[Start ENTRIES SHOWN]

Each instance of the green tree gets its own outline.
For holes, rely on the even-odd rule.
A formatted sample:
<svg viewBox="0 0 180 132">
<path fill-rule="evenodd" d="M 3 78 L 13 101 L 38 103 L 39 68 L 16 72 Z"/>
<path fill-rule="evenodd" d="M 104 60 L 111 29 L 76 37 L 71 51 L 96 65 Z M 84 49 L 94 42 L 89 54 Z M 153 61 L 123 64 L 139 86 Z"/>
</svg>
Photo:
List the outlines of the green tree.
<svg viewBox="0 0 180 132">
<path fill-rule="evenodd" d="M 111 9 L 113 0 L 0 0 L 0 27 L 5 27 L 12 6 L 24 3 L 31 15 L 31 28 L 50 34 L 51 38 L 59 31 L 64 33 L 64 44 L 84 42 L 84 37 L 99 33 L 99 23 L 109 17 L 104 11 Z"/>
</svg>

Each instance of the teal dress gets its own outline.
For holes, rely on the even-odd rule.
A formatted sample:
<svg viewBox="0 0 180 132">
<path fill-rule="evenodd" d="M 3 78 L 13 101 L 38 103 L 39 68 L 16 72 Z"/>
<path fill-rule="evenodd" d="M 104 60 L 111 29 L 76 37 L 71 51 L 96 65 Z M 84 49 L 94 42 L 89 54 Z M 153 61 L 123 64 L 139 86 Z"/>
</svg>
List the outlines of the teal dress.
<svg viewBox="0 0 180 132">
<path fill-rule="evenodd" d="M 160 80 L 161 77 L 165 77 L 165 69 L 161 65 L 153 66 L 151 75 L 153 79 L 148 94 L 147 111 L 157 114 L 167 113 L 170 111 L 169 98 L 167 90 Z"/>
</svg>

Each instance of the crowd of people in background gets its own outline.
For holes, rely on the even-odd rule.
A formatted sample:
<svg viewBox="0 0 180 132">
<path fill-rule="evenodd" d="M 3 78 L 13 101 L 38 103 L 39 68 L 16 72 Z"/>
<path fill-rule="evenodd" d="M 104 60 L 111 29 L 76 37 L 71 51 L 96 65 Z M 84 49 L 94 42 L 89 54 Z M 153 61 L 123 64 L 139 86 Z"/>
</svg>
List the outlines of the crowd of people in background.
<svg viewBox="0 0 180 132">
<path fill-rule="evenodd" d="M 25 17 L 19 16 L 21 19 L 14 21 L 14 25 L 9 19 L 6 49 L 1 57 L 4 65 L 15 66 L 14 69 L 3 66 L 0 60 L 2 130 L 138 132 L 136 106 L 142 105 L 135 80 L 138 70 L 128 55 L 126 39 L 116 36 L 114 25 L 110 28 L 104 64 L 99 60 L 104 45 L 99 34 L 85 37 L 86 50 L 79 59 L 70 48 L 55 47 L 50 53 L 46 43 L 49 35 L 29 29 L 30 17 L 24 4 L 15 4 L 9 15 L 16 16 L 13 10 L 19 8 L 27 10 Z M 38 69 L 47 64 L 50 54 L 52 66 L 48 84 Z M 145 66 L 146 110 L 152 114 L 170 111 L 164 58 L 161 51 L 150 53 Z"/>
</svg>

[End ENTRIES SHOWN]

WRITTEN REQUEST: Can you give all of these lines again with "formatted sample" changed to "reference layout" and everything else left unchanged?

THE COMPLETED TASK:
Each instance of the green tree gets its own outline.
For holes, rely on the even-odd rule.
A reference layout:
<svg viewBox="0 0 180 132">
<path fill-rule="evenodd" d="M 3 78 L 13 101 L 38 103 L 39 68 L 16 72 Z"/>
<path fill-rule="evenodd" d="M 104 60 L 111 29 L 76 37 L 71 51 L 96 65 Z M 84 49 L 94 42 L 89 54 Z M 153 61 L 123 64 L 139 86 Z"/>
</svg>
Photo:
List the outlines of the green tree.
<svg viewBox="0 0 180 132">
<path fill-rule="evenodd" d="M 111 9 L 113 0 L 0 0 L 0 27 L 5 27 L 12 6 L 24 3 L 31 15 L 31 28 L 50 34 L 51 38 L 59 31 L 64 33 L 64 44 L 84 42 L 84 37 L 99 33 L 99 23 L 109 17 L 104 11 Z"/>
</svg>

Each instance of the teal dress gets its own outline.
For holes, rely on the even-odd rule.
A reference layout:
<svg viewBox="0 0 180 132">
<path fill-rule="evenodd" d="M 3 78 L 13 101 L 38 103 L 39 68 L 16 72 Z"/>
<path fill-rule="evenodd" d="M 104 60 L 111 29 L 76 37 L 71 51 L 96 65 Z M 84 49 L 94 42 L 89 54 Z M 153 61 L 123 64 L 139 86 Z"/>
</svg>
List the outlines of the teal dress.
<svg viewBox="0 0 180 132">
<path fill-rule="evenodd" d="M 160 80 L 161 77 L 165 77 L 165 69 L 161 65 L 153 66 L 151 75 L 153 79 L 148 94 L 147 111 L 157 114 L 167 113 L 170 111 L 169 98 L 167 90 Z"/>
</svg>

Each instance of the crowd of people in background gets its own outline.
For holes, rely on the even-odd rule.
A reference layout:
<svg viewBox="0 0 180 132">
<path fill-rule="evenodd" d="M 3 78 L 13 101 L 38 103 L 39 68 L 16 72 Z"/>
<path fill-rule="evenodd" d="M 104 60 L 111 29 L 76 37 L 71 51 L 96 65 Z M 84 49 L 94 42 L 89 54 Z M 153 61 L 123 64 L 139 86 Z"/>
</svg>
List the outlines of the crowd of people in background.
<svg viewBox="0 0 180 132">
<path fill-rule="evenodd" d="M 25 17 L 19 16 L 21 19 L 14 21 L 14 25 L 9 19 L 6 49 L 1 57 L 4 65 L 15 66 L 14 69 L 3 66 L 0 60 L 2 130 L 138 132 L 136 106 L 142 105 L 135 80 L 138 70 L 128 55 L 126 39 L 116 36 L 114 25 L 110 28 L 104 64 L 99 60 L 104 45 L 99 34 L 85 37 L 86 50 L 79 59 L 70 48 L 55 47 L 50 53 L 46 43 L 49 35 L 29 29 L 30 17 L 24 4 L 15 4 L 9 15 L 16 16 L 13 10 L 19 8 L 27 10 Z M 38 69 L 47 64 L 50 54 L 52 66 L 48 84 Z M 145 66 L 146 110 L 152 114 L 170 111 L 164 58 L 161 51 L 150 53 Z"/>
</svg>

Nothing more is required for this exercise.